Dataset excerpts
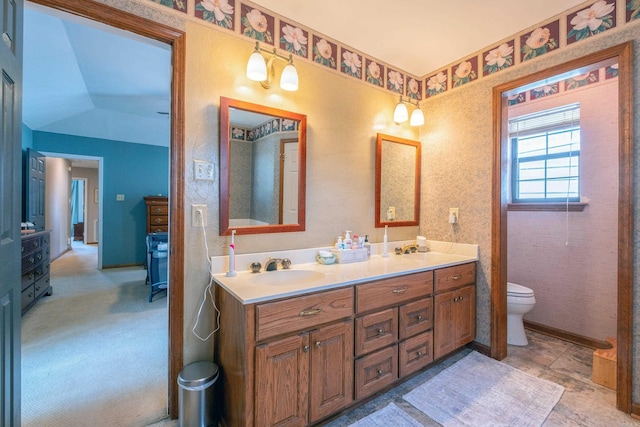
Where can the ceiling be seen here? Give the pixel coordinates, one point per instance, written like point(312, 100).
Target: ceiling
point(418, 36)
point(87, 79)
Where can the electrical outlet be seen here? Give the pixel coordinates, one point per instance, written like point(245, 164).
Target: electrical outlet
point(203, 171)
point(198, 215)
point(454, 216)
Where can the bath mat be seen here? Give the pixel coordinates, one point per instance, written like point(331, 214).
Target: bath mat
point(480, 391)
point(388, 416)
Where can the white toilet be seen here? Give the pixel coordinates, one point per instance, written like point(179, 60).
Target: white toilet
point(520, 300)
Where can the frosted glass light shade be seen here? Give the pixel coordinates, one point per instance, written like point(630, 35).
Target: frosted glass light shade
point(257, 67)
point(417, 118)
point(289, 78)
point(400, 114)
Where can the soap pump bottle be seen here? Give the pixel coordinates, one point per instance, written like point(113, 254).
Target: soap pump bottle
point(367, 246)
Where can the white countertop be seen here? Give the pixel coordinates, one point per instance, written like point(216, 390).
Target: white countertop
point(311, 276)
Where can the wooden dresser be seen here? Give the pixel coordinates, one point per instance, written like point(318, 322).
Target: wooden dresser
point(35, 268)
point(157, 214)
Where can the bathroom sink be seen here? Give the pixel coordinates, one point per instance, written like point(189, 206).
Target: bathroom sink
point(285, 277)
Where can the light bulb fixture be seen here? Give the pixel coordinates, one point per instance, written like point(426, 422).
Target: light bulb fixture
point(401, 113)
point(262, 71)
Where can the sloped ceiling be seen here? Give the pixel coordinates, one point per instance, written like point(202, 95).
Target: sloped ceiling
point(86, 79)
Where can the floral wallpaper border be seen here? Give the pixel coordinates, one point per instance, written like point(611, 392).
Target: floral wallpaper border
point(257, 23)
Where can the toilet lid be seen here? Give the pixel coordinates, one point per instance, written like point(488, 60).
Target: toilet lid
point(514, 289)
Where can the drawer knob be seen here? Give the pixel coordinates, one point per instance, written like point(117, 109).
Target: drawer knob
point(311, 312)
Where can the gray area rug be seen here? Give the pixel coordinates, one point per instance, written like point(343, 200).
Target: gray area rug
point(388, 416)
point(480, 391)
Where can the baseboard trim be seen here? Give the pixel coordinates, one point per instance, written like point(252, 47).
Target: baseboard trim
point(635, 410)
point(480, 348)
point(567, 336)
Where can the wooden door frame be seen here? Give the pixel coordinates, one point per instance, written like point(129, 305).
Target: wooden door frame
point(624, 54)
point(177, 40)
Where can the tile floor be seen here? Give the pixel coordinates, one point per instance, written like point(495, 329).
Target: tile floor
point(583, 403)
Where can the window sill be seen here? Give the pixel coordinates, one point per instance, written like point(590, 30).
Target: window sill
point(547, 207)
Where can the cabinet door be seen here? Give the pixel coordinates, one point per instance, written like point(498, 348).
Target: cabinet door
point(465, 315)
point(444, 340)
point(282, 382)
point(331, 385)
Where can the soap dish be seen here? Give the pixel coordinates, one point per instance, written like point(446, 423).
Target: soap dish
point(324, 259)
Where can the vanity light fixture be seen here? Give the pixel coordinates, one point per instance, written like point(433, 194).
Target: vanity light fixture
point(401, 113)
point(261, 70)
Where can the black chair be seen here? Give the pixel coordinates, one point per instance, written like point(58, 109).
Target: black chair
point(157, 250)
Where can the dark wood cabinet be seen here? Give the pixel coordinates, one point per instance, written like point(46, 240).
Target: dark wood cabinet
point(454, 308)
point(157, 214)
point(35, 268)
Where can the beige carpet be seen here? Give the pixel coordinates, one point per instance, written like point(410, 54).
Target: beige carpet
point(95, 352)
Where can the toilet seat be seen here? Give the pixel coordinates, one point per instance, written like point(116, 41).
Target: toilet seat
point(515, 290)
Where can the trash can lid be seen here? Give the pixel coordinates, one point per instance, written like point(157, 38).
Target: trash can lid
point(197, 374)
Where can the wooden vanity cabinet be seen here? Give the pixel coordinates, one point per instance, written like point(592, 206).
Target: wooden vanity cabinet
point(393, 330)
point(454, 308)
point(298, 360)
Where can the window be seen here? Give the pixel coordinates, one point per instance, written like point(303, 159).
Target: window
point(546, 156)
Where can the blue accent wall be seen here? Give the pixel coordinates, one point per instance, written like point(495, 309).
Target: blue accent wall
point(135, 170)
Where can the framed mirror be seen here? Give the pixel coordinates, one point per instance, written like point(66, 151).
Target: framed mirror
point(262, 168)
point(397, 181)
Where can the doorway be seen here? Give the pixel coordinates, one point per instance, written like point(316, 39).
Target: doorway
point(500, 199)
point(176, 40)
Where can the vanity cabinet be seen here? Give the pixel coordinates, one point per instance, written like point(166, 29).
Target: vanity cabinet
point(35, 268)
point(393, 334)
point(455, 308)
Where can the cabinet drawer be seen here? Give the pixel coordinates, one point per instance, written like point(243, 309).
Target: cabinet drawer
point(393, 291)
point(376, 330)
point(456, 276)
point(304, 312)
point(416, 353)
point(28, 296)
point(376, 371)
point(416, 317)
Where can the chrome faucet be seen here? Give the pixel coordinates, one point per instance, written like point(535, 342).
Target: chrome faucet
point(272, 264)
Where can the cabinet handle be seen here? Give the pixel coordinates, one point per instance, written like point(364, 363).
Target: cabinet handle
point(311, 312)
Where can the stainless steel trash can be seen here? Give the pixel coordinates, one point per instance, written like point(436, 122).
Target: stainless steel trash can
point(196, 394)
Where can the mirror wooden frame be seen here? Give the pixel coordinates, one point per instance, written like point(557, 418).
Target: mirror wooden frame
point(416, 208)
point(226, 104)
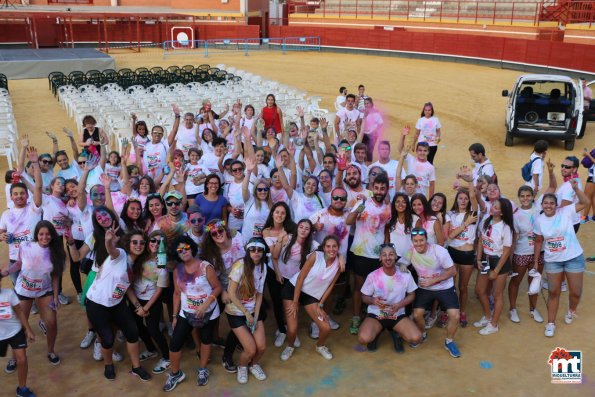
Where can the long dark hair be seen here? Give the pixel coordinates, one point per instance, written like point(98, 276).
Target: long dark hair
point(57, 254)
point(306, 245)
point(99, 235)
point(392, 224)
point(288, 224)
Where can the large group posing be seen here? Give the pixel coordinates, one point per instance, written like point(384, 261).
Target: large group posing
point(200, 218)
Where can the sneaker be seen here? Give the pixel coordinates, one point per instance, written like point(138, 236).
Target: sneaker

PROBLEM TO SOLVE. Copy out all the lines of the records that include "sneaker".

EXERCISE SOLUTION.
Where can the sneaker be seen here? Give the pixel coordinates, one point per instance, written like point(138, 236).
Target: sneaker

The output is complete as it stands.